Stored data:
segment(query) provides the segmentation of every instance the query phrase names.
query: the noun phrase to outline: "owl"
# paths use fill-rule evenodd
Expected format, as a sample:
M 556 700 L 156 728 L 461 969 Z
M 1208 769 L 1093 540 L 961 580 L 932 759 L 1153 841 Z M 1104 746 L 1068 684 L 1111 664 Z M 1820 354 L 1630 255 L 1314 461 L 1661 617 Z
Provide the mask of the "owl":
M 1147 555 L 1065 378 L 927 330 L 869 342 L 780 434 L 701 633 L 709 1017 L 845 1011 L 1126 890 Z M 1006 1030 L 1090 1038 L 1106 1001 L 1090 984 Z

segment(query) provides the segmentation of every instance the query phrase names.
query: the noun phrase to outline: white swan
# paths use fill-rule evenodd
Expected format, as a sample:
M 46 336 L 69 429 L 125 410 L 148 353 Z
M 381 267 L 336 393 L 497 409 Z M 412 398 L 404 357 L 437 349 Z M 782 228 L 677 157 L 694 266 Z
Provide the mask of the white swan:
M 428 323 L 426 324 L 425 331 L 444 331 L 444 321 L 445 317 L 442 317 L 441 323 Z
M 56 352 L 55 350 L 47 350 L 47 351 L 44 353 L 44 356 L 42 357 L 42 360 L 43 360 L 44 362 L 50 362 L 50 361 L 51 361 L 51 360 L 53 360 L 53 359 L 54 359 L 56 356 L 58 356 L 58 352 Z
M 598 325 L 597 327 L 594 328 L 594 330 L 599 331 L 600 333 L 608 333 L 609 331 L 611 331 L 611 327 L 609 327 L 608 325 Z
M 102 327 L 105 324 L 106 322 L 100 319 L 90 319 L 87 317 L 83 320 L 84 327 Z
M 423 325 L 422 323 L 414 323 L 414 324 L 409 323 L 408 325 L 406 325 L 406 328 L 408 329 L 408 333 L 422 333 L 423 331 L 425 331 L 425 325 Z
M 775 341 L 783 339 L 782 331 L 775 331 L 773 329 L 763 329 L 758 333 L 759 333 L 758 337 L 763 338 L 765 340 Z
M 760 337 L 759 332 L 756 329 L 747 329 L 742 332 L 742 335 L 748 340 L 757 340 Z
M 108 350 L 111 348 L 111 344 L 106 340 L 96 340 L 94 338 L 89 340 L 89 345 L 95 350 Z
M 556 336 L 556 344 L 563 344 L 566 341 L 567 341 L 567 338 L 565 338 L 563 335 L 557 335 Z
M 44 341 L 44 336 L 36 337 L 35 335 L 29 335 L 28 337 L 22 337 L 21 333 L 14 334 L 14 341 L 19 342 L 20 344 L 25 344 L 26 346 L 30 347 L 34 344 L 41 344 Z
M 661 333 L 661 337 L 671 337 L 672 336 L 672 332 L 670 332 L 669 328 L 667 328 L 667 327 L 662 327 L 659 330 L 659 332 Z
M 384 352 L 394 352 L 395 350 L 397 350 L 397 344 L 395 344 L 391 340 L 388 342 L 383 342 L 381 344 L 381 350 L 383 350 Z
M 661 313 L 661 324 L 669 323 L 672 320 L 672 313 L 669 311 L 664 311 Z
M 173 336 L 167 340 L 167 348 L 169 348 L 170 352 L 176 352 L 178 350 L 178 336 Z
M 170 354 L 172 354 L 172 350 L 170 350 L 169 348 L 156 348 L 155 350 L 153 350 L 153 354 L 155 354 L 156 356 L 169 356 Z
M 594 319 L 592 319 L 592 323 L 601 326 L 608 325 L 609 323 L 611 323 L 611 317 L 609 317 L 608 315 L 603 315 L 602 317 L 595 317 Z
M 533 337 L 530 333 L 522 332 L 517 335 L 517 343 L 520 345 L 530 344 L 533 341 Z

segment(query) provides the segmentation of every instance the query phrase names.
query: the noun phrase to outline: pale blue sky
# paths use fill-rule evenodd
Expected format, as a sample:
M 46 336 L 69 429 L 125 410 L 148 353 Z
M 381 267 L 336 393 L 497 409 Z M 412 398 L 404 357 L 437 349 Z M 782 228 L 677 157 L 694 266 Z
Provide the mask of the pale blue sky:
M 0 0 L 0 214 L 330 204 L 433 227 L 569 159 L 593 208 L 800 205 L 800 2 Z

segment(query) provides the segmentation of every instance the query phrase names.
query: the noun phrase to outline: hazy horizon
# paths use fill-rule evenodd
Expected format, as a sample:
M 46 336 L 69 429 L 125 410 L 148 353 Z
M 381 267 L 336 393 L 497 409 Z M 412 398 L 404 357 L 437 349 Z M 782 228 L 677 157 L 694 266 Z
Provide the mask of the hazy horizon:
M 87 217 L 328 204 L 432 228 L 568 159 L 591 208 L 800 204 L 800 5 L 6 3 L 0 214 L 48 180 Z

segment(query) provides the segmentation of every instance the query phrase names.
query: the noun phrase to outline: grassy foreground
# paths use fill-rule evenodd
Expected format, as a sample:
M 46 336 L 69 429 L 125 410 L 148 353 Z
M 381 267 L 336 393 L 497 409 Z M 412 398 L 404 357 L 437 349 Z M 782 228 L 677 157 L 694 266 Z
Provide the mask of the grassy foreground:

[Task directions]
Repeat each line above exactly as written.

[Response area]
segment(query) provides the segmentation of every instance the query phrase names.
query: the noun phrase to outline: "owl"
# paths use fill-rule evenodd
Expected format, as a sample:
M 556 700 L 156 728 L 461 969 Z
M 1208 769 L 1093 540 L 961 580 L 932 759 L 1153 841 Z M 1104 746 L 1068 684 L 1111 664 Z M 1820 354 L 1630 255 L 1314 461 L 1661 617 Z
Provide the mask of the "owl":
M 1147 555 L 1065 378 L 927 330 L 869 342 L 780 434 L 701 633 L 709 1017 L 845 1011 L 1126 890 Z M 1006 1030 L 1090 1038 L 1106 1001 L 1090 984 Z

segment(query) provides the segmentation of every instance the query phrase names.
query: the noun phrase to outline: white swan
# paths use fill-rule evenodd
Expected format, as a sample:
M 46 336 L 69 429 L 125 410 L 148 353 Z
M 381 267 L 336 393 L 497 409 Z M 412 398 L 404 357 L 437 349 Z M 782 228 L 677 157 L 694 266 Z
Provide the mask of the white swan:
M 428 323 L 426 324 L 425 331 L 444 331 L 444 321 L 445 317 L 442 317 L 441 323 Z
M 56 352 L 55 350 L 47 350 L 47 351 L 44 353 L 44 356 L 42 357 L 42 360 L 43 360 L 44 362 L 50 362 L 50 361 L 51 361 L 51 360 L 53 360 L 53 359 L 54 359 L 56 356 L 58 356 L 58 352 Z
M 598 325 L 597 327 L 594 328 L 594 330 L 599 331 L 600 333 L 608 333 L 609 331 L 611 331 L 611 327 L 609 327 L 608 325 Z
M 102 327 L 105 324 L 106 322 L 100 319 L 90 319 L 87 317 L 83 320 L 84 327 Z
M 423 325 L 422 323 L 414 323 L 414 324 L 409 323 L 408 325 L 406 325 L 406 328 L 408 329 L 408 333 L 422 333 L 423 331 L 425 331 L 425 325 Z
M 775 341 L 783 339 L 782 331 L 775 331 L 773 329 L 763 329 L 758 333 L 759 333 L 758 337 L 763 338 L 765 340 Z
M 760 337 L 759 332 L 756 329 L 747 329 L 742 332 L 742 335 L 748 340 L 757 340 Z
M 108 350 L 111 348 L 111 344 L 106 340 L 96 340 L 94 338 L 89 340 L 89 345 L 95 350 Z
M 556 336 L 556 344 L 563 344 L 566 341 L 567 341 L 567 338 L 565 338 L 563 335 L 557 335 Z
M 44 341 L 44 336 L 36 337 L 35 335 L 29 335 L 28 337 L 22 337 L 21 333 L 14 334 L 14 341 L 19 342 L 20 344 L 25 344 L 26 346 L 30 347 L 34 344 L 41 344 Z
M 661 333 L 661 337 L 671 337 L 672 336 L 672 332 L 670 332 L 669 328 L 667 328 L 667 327 L 662 327 L 659 330 L 659 332 Z
M 384 352 L 394 352 L 395 350 L 397 350 L 397 344 L 395 344 L 391 340 L 388 342 L 383 342 L 381 344 L 381 350 L 383 350 Z
M 661 313 L 661 324 L 669 323 L 672 320 L 672 313 L 669 311 L 664 311 Z
M 173 336 L 167 340 L 167 348 L 169 348 L 170 352 L 176 352 L 178 350 L 178 336 Z
M 170 354 L 172 354 L 172 350 L 170 350 L 169 348 L 156 348 L 155 350 L 153 350 L 153 354 L 155 354 L 156 356 L 169 356 Z
M 594 319 L 592 319 L 592 323 L 601 326 L 608 325 L 609 323 L 611 323 L 611 317 L 609 317 L 608 315 L 603 315 L 602 317 L 595 317 Z
M 533 337 L 530 333 L 522 332 L 517 335 L 517 343 L 520 345 L 530 344 L 533 341 Z

segment(query) provides the segmentation of every instance the query phrase names.
query: the noun phrase to outline: pale blue sky
# paths use fill-rule evenodd
Expected format, as a sample:
M 46 336 L 69 429 L 125 410 L 148 353 Z
M 381 267 L 336 393 L 497 409 Z M 412 398 L 404 357 L 437 349 Z M 782 228 L 677 157 L 694 266 Z
Provide the mask of the pale blue sky:
M 0 0 L 0 214 L 330 204 L 433 227 L 569 159 L 593 208 L 800 205 L 800 2 Z

segment(query) provides the segmentation of every instance the query phrase names.
query: the noun phrase to outline: hazy horizon
# paths use fill-rule evenodd
Expected format, as a sample:
M 46 336 L 69 429 L 125 410 L 148 353 Z
M 381 267 L 336 393 L 497 409 Z M 412 398 L 404 357 L 437 349 Z M 782 228 L 677 157 L 694 266 Z
Provide the mask of the hazy horizon:
M 87 217 L 328 204 L 432 228 L 568 159 L 591 208 L 800 204 L 800 5 L 6 3 L 0 214 L 48 180 Z

segment(query) provides the segmentation of every instance the query phrase names.
query: the noun phrase to outline: grassy foreground
# paths use fill-rule evenodd
Expected format, as a sample:
M 46 336 L 69 429 L 125 410 L 148 353 Z
M 381 267 L 336 393 L 497 409 Z M 412 398 L 404 357 L 437 349 Z M 782 228 L 677 157 L 694 266 Z
Provide the mask of the grassy foreground:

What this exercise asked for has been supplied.